— Task item —
All lines from the one containing "of the poplar" to the final line of the material should be retyped exactly. Nothing else belongs in the response.

[Start of Attachment]

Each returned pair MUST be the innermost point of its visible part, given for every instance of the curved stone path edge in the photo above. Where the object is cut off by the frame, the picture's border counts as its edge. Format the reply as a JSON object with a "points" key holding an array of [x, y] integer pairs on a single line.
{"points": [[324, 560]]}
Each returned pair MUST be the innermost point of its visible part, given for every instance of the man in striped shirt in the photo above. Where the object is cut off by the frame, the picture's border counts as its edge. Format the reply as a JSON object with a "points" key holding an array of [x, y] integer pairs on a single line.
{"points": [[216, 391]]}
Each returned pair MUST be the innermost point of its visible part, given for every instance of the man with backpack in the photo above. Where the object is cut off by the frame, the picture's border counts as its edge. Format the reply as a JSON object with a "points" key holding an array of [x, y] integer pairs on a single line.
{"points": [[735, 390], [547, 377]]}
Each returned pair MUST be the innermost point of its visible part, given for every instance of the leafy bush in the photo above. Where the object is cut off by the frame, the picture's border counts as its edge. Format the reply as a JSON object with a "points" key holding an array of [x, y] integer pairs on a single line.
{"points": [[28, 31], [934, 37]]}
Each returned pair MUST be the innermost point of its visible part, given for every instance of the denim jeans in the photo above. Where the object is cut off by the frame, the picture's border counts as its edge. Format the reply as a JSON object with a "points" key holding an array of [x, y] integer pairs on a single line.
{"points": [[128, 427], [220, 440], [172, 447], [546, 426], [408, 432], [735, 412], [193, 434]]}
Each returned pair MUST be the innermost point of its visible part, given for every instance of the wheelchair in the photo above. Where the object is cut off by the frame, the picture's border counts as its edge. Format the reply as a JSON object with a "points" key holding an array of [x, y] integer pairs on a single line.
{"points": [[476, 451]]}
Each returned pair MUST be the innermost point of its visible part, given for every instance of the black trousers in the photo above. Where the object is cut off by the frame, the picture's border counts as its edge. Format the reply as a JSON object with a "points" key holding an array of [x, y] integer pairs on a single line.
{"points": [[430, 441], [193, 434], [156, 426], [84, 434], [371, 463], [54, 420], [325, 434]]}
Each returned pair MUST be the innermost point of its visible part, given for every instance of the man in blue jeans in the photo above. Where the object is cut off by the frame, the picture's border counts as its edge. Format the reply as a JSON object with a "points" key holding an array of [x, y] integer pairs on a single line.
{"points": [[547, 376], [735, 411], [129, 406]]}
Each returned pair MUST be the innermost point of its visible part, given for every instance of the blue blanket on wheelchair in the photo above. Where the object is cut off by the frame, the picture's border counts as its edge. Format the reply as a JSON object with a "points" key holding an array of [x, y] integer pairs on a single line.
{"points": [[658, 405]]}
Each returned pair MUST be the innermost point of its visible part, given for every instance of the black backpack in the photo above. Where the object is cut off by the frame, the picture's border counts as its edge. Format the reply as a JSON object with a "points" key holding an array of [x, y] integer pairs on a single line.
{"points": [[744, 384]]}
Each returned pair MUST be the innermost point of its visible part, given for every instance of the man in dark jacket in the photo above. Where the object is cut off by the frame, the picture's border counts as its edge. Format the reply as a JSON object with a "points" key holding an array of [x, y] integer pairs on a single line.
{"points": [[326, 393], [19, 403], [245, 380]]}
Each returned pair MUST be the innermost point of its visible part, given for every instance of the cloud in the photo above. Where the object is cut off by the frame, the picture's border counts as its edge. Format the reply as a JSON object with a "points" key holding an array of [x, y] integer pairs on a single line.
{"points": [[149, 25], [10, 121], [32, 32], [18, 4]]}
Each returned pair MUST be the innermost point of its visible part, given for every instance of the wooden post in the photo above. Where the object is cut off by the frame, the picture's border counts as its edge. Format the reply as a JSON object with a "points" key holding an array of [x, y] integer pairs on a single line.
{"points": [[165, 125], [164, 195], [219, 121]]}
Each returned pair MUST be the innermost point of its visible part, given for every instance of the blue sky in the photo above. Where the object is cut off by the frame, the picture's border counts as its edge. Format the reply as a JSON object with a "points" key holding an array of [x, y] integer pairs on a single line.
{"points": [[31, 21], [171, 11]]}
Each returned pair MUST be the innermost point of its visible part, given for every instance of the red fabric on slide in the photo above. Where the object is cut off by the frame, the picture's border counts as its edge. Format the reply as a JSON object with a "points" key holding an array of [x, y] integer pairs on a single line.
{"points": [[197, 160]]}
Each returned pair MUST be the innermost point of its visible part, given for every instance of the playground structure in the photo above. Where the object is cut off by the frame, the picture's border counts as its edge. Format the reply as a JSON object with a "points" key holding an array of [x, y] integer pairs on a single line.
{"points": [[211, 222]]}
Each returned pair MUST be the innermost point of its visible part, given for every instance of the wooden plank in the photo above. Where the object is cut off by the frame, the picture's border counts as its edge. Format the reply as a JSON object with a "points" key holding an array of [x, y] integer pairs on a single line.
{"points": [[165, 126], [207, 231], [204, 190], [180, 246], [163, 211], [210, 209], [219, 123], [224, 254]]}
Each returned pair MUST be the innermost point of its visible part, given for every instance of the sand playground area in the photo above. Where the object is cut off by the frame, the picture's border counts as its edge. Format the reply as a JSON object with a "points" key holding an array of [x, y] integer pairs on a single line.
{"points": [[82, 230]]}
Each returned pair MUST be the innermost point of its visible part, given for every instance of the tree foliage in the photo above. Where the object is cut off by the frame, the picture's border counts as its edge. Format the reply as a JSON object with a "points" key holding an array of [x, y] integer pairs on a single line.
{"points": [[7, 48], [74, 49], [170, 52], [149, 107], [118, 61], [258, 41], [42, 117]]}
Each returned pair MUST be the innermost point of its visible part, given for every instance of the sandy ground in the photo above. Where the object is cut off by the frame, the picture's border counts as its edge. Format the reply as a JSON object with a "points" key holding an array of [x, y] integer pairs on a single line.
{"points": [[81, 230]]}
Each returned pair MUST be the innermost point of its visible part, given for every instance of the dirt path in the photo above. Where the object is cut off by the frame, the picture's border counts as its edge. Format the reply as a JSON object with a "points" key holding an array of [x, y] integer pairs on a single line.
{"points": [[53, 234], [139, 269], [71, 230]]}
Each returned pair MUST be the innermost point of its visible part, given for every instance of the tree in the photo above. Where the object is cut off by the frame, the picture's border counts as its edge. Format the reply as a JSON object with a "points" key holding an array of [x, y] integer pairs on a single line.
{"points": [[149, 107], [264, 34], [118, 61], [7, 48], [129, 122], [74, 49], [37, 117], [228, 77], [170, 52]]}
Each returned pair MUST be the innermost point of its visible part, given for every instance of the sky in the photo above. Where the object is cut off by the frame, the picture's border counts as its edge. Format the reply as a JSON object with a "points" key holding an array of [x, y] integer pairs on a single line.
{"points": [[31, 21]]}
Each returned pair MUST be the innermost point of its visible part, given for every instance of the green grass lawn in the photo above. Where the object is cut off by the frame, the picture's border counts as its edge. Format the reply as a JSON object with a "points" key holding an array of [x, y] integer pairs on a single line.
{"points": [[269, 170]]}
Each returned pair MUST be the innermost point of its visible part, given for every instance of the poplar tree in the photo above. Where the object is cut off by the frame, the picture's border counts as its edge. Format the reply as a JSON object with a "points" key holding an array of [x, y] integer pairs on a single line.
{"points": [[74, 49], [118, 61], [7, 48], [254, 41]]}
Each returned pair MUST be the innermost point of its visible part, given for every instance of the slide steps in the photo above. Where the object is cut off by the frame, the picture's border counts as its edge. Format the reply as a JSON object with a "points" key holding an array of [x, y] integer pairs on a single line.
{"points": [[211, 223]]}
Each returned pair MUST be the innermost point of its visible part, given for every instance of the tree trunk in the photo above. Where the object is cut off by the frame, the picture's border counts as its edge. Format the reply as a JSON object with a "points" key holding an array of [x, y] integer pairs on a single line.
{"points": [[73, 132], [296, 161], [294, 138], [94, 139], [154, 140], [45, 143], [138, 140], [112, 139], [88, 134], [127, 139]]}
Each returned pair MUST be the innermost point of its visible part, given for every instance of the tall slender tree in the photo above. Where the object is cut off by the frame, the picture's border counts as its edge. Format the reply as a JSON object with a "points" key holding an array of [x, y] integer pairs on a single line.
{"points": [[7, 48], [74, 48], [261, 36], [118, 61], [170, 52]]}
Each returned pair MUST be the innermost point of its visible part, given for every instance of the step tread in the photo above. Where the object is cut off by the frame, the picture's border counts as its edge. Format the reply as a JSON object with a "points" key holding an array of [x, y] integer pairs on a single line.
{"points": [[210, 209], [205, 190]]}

[End of Attachment]

— Reply —
Each returned pair MUST be the innermost point of its visible part, given for every instance of the poplar tree in the photo above. Where the object is cut off by the frame, the picture's border counts as its edge. Format the reply as a JSON object with a "points" key holding an array of [x, y] integer pairs on a single line.
{"points": [[74, 49], [118, 61], [7, 48], [254, 41]]}
Each returned pair MUST be the innermost point of its visible part, given for every instance of the slide steps in the photo above. Where the object is cut off by the frame, the picture's border counts as its edge. Format the reply as a JSON object with a "points" key holding an array of [x, y] integer pairs on a single line.
{"points": [[211, 223]]}
Each returned pair MUST be the innermost point of its visible part, given for every instance of the tree trunk in the photo above. Where the object is cut off by the frame, the picture's border counts as its edge. Format the reply as a JSON object with a "points" key holding an array of [x, y] integer pairs on a single line.
{"points": [[73, 132], [296, 161], [294, 138], [94, 139], [154, 140], [45, 143], [138, 140], [112, 139], [88, 134], [127, 139]]}
Each returned pair MUST be the innermost point of its visible part, given for every instance of the tall slender tree in the photo above. Where the object is cut off by the frame, the picture's border counts as its edge. Format the reply as a JSON object with a "points" key holding an array of [x, y] integer pairs on a single line.
{"points": [[7, 48], [74, 48], [261, 36], [118, 61], [170, 52]]}
Each returned pair MUST be the innermost point of its visible part, given for every instance of the step tread in the photo above. Where the object is cut off by the frame, the picture's border counts as its edge. Format the reply as a JSON object with a "points" key holding an array of [x, y] integer pairs on a single line.
{"points": [[210, 209], [205, 190]]}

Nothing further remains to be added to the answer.